● **EXERCISE DATA**
● ● ● ● ● ● ●

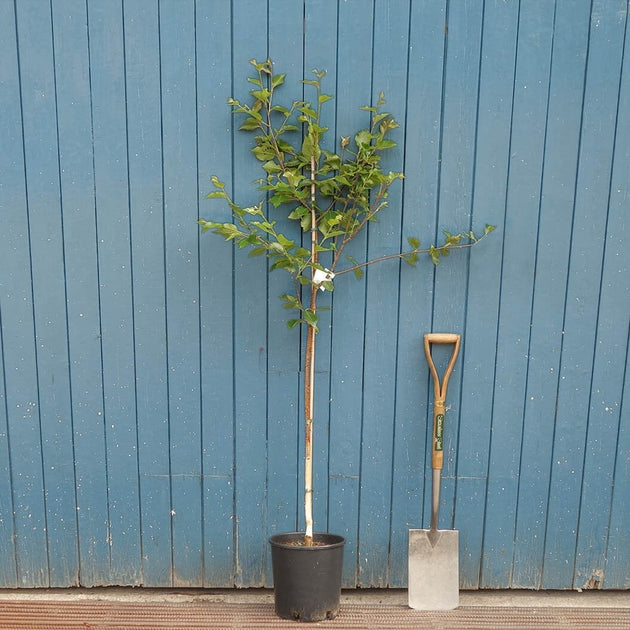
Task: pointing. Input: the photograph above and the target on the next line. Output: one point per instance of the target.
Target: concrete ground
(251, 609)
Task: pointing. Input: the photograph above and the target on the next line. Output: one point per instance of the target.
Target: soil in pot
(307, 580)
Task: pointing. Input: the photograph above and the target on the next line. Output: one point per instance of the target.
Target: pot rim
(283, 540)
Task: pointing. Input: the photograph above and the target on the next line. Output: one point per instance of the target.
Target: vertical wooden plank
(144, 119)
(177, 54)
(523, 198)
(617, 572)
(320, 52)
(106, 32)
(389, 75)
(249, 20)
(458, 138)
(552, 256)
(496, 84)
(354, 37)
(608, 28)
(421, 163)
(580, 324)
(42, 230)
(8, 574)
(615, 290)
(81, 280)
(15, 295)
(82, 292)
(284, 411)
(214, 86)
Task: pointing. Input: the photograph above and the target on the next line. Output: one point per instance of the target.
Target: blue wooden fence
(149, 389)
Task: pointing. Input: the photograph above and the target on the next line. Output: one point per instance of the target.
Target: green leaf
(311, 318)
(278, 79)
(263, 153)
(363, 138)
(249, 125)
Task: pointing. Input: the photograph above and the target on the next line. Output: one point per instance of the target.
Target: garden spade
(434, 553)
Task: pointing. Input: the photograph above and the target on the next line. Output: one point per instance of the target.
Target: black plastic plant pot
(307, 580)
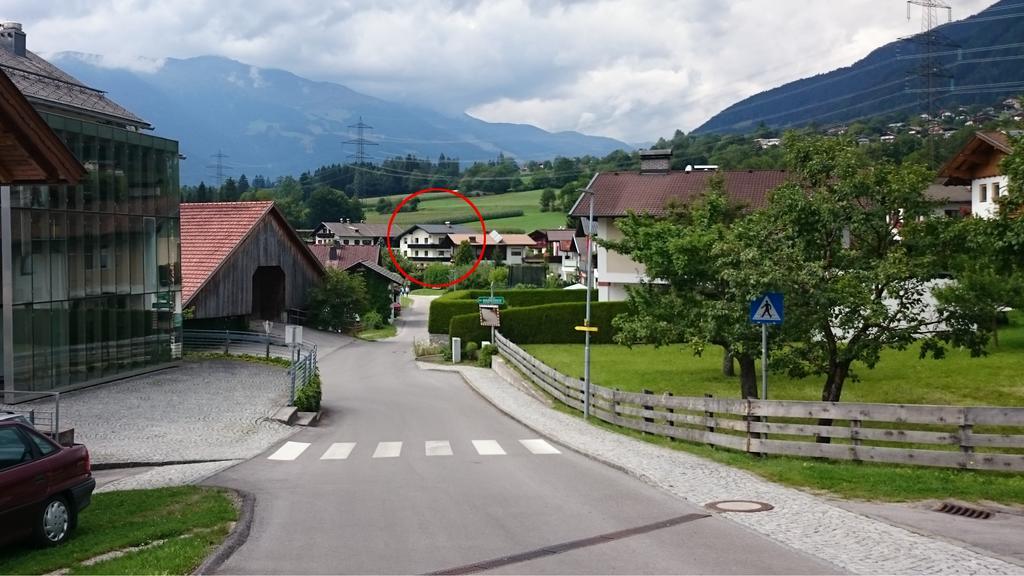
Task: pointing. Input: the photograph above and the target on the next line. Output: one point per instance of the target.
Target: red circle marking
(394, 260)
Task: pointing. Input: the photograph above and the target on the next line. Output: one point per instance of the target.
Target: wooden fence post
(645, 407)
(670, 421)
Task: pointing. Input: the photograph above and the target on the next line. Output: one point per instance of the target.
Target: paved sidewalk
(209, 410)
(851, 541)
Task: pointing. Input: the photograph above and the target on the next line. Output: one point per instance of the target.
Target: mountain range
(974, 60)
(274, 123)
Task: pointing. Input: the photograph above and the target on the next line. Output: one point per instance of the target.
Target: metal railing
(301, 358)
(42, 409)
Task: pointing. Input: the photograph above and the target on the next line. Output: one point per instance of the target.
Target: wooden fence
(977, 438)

● ● ● ● ● ● ●

Repeat all of the entries word for word, but omit the pictures.

● **WRITTEN SOLUTION**
Task: pointing. Input: the photograph above and the target on the next line. Output: one point per instance of the target.
Target: concrete ground
(251, 609)
Task: pointing. Input: the photograph above and the target on the next line. Output: one point per instance of the target.
Target: soil in pot
(307, 580)
Task: pointing. Input: the photograph above and the target on the next line. Output: one point per instance of the target.
Target: pot rim
(283, 540)
Task: pointing. Input: the photograph above and the target on the next line. Output: one point per instance of the target.
Target: vertical wooden plank
(144, 119)
(177, 54)
(523, 198)
(617, 572)
(320, 52)
(106, 32)
(389, 75)
(249, 20)
(458, 138)
(552, 256)
(496, 84)
(354, 37)
(608, 28)
(421, 163)
(580, 324)
(42, 230)
(8, 574)
(615, 290)
(81, 280)
(15, 295)
(82, 292)
(284, 411)
(214, 86)
Task: pointing. Input: the photograph above and the target on the next line. Output: one point per instance of the target.
Target: blue wooden fence
(149, 389)
Task: pointing. Input: the photograph above and the target on the next line. Output: one point per instance of the target.
Target: green leaf
(311, 318)
(278, 79)
(263, 153)
(363, 138)
(249, 125)
Task: pointing. Input: the photograph above and the target on the next line. Output: one point per instance of the target.
Target: garden spade
(434, 553)
Task: pointing. Input: the photograph above and the target on the next line. Output: one point per instance of the target.
Target: black plastic plant pot
(307, 580)
Task: pointing. Input: the photograph above and the target on the next line. Output: one point per instance of the target.
Target: red circle marking
(394, 260)
Task: pointing. Input: the photograph above and the target on the next line. Output: one point per instance of the target.
Target: wooden fence post
(645, 407)
(670, 421)
Task: pointing. Input: the photograph above and the target on the next line. Output: one point per instance of the target.
Target: paved sidewalk
(209, 410)
(851, 541)
Task: pointing. Input: the photograph above and the target on the next line. Output: one point per instance of the target.
Target: mountain range
(974, 60)
(274, 123)
Task: pointing. Input: the photograph above and the target on the next line. Output: one point per instance of the target.
Target: metal railing
(301, 358)
(42, 409)
Task: pointing. Input: the photograph above and the target on the next line. Output: one point per instance of the target.
Target: wooden fence
(977, 438)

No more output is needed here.